■ Set problem:
Copy out all of the material below line for line, changing nothing.

==== Data for this exercise ====

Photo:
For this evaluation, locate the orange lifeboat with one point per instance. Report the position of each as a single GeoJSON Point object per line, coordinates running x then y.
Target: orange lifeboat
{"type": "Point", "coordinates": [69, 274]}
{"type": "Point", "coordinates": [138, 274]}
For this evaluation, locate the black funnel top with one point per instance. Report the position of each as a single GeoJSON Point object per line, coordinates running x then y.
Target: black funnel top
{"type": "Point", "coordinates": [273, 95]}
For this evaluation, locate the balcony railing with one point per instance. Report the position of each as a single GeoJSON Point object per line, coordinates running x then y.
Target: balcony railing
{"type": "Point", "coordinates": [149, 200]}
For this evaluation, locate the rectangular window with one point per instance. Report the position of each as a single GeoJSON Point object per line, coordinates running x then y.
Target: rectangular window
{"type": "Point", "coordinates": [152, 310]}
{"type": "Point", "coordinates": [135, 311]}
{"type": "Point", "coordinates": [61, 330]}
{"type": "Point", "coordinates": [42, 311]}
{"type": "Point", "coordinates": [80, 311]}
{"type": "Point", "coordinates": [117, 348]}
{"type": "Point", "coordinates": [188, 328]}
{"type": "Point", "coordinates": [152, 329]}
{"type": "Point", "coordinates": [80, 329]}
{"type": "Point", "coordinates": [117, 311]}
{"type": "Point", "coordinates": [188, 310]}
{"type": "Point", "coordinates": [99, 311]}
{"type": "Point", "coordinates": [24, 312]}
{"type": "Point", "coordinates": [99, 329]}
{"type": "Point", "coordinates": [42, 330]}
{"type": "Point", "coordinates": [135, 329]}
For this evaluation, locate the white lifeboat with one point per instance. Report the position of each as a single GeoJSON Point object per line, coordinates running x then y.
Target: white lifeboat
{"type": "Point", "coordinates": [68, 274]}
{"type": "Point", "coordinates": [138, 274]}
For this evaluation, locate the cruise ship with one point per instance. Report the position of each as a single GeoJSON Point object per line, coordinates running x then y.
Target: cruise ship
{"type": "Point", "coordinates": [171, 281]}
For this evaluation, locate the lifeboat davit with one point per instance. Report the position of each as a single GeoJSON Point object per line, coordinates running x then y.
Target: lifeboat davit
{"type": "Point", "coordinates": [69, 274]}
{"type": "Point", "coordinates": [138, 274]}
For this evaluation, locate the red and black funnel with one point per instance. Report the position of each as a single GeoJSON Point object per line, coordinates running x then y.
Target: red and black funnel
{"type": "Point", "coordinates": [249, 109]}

====

■ Written solution:
Photo:
For this evaluation, locate the orange lifeboat with one point per instance. Report the position of each as a single GeoJSON Point object per line, coordinates running x then y.
Target: orange lifeboat
{"type": "Point", "coordinates": [69, 274]}
{"type": "Point", "coordinates": [138, 274]}
For this evaluation, locate the black funnel top with one point per instance. Report the position of each as a single GeoJSON Point object per line, coordinates running x then y.
Target: black funnel top
{"type": "Point", "coordinates": [273, 95]}
For this evaluation, locate the balcony railing with one point per instance. Report the position of each as a single GeoJSON Point object per line, coordinates running x then y.
Target: balcony railing
{"type": "Point", "coordinates": [149, 200]}
For this evaluation, locate the rectangular window with one point per instance. Report the position of each as a single GeoJSON Point object per line, coordinates running x then y.
Target: rectangular window
{"type": "Point", "coordinates": [152, 310]}
{"type": "Point", "coordinates": [135, 311]}
{"type": "Point", "coordinates": [61, 330]}
{"type": "Point", "coordinates": [42, 311]}
{"type": "Point", "coordinates": [80, 311]}
{"type": "Point", "coordinates": [117, 348]}
{"type": "Point", "coordinates": [188, 328]}
{"type": "Point", "coordinates": [152, 329]}
{"type": "Point", "coordinates": [80, 329]}
{"type": "Point", "coordinates": [117, 311]}
{"type": "Point", "coordinates": [188, 310]}
{"type": "Point", "coordinates": [99, 311]}
{"type": "Point", "coordinates": [24, 312]}
{"type": "Point", "coordinates": [99, 329]}
{"type": "Point", "coordinates": [42, 330]}
{"type": "Point", "coordinates": [135, 329]}
For this evaluation, locate the white lifeboat with one point per instance. Report the position of each as a single GeoJSON Point object per line, coordinates running x then y.
Target: white lifeboat
{"type": "Point", "coordinates": [68, 274]}
{"type": "Point", "coordinates": [138, 274]}
For this evaluation, locate the cruise ship with one point per instance. Report the position of each as a single GeoJSON Point object per line, coordinates running x then y.
Target: cruise ship
{"type": "Point", "coordinates": [171, 281]}
For this evaluation, locate the lifeboat davit with one point per instance. Report the position of each as a single GeoJSON Point object per line, coordinates running x then y.
Target: lifeboat davit
{"type": "Point", "coordinates": [69, 274]}
{"type": "Point", "coordinates": [138, 274]}
For this evaluation, locate the red and black funnel with one point per instance. Report the position of each as a single GeoJSON Point object per line, coordinates running x then y.
Target: red and black funnel
{"type": "Point", "coordinates": [249, 109]}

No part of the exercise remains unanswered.